+++ RECORD LIST +++

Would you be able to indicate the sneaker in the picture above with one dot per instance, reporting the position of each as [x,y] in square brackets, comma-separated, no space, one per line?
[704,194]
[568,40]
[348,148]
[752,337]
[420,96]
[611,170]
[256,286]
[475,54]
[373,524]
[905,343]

+++

• **EXERCISE TASK**
Rewrite these lines as a numbered list, skipping any blank lines.

• **REPLY TO THE TASK**
1. Would you be able to indicate the sneaker in the picture above with one dot per instance, reporting the position of each as [x,y] in square brackets, comma-separated, no space, one per line?
2. [704,194]
3. [568,40]
4. [348,148]
5. [752,337]
6. [420,96]
7. [611,170]
8. [256,286]
9. [475,54]
10. [373,524]
11. [905,343]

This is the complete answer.